| Problem description |
Copy each line below that includes "white".

##### Available records #####

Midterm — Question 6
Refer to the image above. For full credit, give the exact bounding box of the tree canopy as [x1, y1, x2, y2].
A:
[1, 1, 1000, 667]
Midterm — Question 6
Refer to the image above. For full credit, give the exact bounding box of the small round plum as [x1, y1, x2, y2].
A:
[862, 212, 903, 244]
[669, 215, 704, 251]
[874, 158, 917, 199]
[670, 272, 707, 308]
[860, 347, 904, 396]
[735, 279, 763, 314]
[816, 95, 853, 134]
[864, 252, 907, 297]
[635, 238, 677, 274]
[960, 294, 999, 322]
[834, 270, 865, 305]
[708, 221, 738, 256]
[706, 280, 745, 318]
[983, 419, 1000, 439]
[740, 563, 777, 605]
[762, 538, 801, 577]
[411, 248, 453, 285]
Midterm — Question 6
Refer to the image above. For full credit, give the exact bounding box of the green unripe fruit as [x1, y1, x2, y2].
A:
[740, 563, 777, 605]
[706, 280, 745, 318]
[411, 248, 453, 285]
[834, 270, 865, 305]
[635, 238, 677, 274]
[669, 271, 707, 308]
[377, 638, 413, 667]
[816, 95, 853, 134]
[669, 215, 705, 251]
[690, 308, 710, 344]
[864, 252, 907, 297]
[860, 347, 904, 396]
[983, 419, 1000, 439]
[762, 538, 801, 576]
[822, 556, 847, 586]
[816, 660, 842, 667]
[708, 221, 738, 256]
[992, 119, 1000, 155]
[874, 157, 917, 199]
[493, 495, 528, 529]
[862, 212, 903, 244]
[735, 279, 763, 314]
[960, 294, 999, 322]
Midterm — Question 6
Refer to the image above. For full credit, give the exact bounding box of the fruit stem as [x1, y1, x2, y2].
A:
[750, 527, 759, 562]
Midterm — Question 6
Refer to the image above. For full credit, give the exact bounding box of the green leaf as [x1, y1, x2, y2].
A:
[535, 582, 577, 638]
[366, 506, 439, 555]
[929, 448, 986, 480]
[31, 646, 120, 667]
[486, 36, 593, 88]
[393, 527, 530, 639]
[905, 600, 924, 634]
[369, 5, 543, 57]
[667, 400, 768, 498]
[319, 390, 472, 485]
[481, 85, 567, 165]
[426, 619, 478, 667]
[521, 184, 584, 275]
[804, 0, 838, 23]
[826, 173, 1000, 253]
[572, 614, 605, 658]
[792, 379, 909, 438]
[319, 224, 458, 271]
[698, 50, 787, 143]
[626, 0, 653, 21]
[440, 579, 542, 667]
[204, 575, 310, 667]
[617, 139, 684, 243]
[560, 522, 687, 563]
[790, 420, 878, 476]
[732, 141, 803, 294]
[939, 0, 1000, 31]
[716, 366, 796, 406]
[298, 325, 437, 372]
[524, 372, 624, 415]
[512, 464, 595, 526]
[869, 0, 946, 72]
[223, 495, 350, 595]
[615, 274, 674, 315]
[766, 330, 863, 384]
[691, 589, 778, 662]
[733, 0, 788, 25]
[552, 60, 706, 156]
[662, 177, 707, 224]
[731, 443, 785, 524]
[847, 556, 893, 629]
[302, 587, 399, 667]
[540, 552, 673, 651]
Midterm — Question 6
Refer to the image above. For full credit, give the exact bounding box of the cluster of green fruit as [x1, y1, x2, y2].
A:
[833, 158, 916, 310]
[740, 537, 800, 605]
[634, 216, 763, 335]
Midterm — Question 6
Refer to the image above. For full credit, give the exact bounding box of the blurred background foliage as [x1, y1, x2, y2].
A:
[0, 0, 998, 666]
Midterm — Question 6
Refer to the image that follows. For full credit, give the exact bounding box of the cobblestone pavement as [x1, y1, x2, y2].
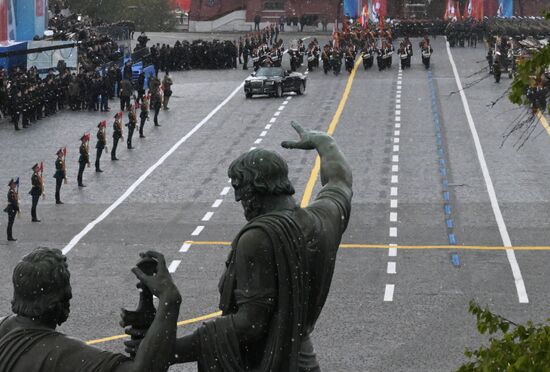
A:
[1, 33, 549, 371]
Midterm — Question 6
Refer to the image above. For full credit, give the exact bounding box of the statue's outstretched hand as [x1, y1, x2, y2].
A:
[131, 251, 180, 301]
[281, 121, 328, 150]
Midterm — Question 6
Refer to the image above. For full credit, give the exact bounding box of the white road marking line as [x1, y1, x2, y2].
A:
[390, 212, 398, 222]
[392, 155, 399, 162]
[211, 199, 223, 208]
[254, 138, 263, 144]
[394, 130, 400, 136]
[395, 110, 401, 115]
[61, 82, 245, 255]
[395, 123, 401, 129]
[274, 111, 281, 116]
[395, 116, 401, 121]
[180, 242, 192, 253]
[168, 260, 181, 273]
[220, 187, 231, 196]
[393, 145, 399, 152]
[396, 94, 401, 98]
[270, 117, 277, 123]
[282, 101, 288, 105]
[202, 212, 214, 221]
[396, 99, 401, 104]
[260, 131, 267, 137]
[389, 227, 397, 237]
[287, 96, 292, 100]
[265, 124, 272, 129]
[278, 106, 285, 110]
[390, 199, 398, 208]
[390, 187, 398, 196]
[387, 262, 396, 274]
[389, 247, 397, 257]
[392, 165, 399, 172]
[446, 39, 528, 303]
[393, 138, 400, 144]
[391, 175, 398, 184]
[191, 226, 204, 236]
[249, 147, 257, 151]
[396, 104, 401, 109]
[384, 284, 395, 301]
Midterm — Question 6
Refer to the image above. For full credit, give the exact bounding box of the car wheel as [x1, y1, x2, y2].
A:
[296, 81, 305, 95]
[275, 84, 283, 98]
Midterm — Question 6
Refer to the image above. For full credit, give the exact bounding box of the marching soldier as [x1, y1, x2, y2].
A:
[95, 121, 107, 172]
[54, 148, 66, 204]
[126, 105, 138, 149]
[111, 112, 123, 160]
[4, 179, 19, 241]
[162, 72, 173, 110]
[139, 95, 149, 138]
[29, 163, 44, 222]
[77, 134, 90, 188]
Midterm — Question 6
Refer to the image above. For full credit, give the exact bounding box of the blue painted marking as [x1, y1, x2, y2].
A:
[439, 159, 445, 167]
[442, 179, 448, 189]
[451, 252, 460, 266]
[443, 191, 450, 201]
[440, 168, 447, 177]
[438, 148, 444, 157]
[436, 138, 442, 146]
[446, 218, 453, 228]
[444, 204, 452, 214]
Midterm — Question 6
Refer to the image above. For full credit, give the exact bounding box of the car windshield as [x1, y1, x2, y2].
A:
[256, 67, 284, 77]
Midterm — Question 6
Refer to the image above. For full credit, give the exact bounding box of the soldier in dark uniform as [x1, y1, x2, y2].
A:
[4, 179, 19, 241]
[120, 78, 133, 111]
[162, 72, 173, 110]
[111, 112, 123, 160]
[77, 134, 90, 187]
[139, 96, 149, 138]
[136, 71, 145, 104]
[126, 105, 137, 149]
[95, 121, 107, 172]
[54, 148, 66, 204]
[29, 163, 44, 222]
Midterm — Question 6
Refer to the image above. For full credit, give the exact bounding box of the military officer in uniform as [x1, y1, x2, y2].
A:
[95, 121, 107, 172]
[139, 95, 149, 138]
[162, 72, 173, 110]
[112, 112, 123, 160]
[126, 105, 138, 149]
[4, 179, 19, 241]
[29, 164, 44, 222]
[54, 148, 66, 204]
[77, 134, 90, 187]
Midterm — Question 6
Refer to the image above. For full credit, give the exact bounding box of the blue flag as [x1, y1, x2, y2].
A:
[498, 0, 513, 18]
[344, 0, 360, 18]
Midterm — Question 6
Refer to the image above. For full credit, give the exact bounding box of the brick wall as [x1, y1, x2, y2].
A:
[514, 0, 548, 16]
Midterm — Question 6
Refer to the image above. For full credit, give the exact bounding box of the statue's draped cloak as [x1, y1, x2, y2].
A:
[0, 316, 129, 372]
[197, 187, 351, 372]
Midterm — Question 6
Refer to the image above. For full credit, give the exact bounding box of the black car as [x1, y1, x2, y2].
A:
[244, 67, 306, 98]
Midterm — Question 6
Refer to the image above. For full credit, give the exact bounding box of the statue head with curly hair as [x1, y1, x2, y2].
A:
[11, 247, 72, 328]
[228, 149, 296, 221]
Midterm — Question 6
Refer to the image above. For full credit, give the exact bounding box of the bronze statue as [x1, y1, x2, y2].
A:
[0, 247, 182, 372]
[126, 122, 353, 371]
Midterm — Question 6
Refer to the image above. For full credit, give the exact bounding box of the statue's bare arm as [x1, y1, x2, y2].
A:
[282, 121, 353, 198]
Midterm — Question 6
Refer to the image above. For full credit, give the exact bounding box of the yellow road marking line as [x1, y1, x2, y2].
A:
[183, 240, 550, 251]
[536, 110, 550, 136]
[301, 58, 362, 208]
[86, 311, 223, 346]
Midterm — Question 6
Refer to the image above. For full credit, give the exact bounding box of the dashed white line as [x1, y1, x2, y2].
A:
[265, 124, 272, 129]
[282, 101, 288, 105]
[395, 123, 401, 129]
[211, 199, 223, 208]
[394, 130, 400, 136]
[254, 138, 263, 144]
[390, 199, 398, 208]
[392, 165, 399, 172]
[390, 212, 398, 222]
[391, 175, 398, 184]
[390, 187, 398, 196]
[396, 94, 401, 98]
[278, 106, 285, 111]
[395, 110, 401, 115]
[393, 138, 400, 144]
[180, 242, 192, 253]
[202, 212, 214, 221]
[384, 284, 395, 301]
[395, 116, 401, 122]
[396, 99, 401, 104]
[387, 262, 396, 274]
[395, 104, 401, 109]
[260, 131, 267, 137]
[393, 145, 400, 152]
[168, 260, 181, 273]
[389, 247, 397, 257]
[191, 226, 204, 236]
[270, 117, 277, 123]
[220, 187, 231, 196]
[249, 146, 257, 151]
[389, 227, 397, 237]
[392, 155, 399, 162]
[274, 111, 281, 116]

#####

| Completed task |
Refer to the image above. For full credit, give the exact bounding box of the white road marking line as [x1, y1, x2, y2].
Refer to the image above. For full credit, give the exact bounding box of the dashed white line as [x1, y1, x2, y2].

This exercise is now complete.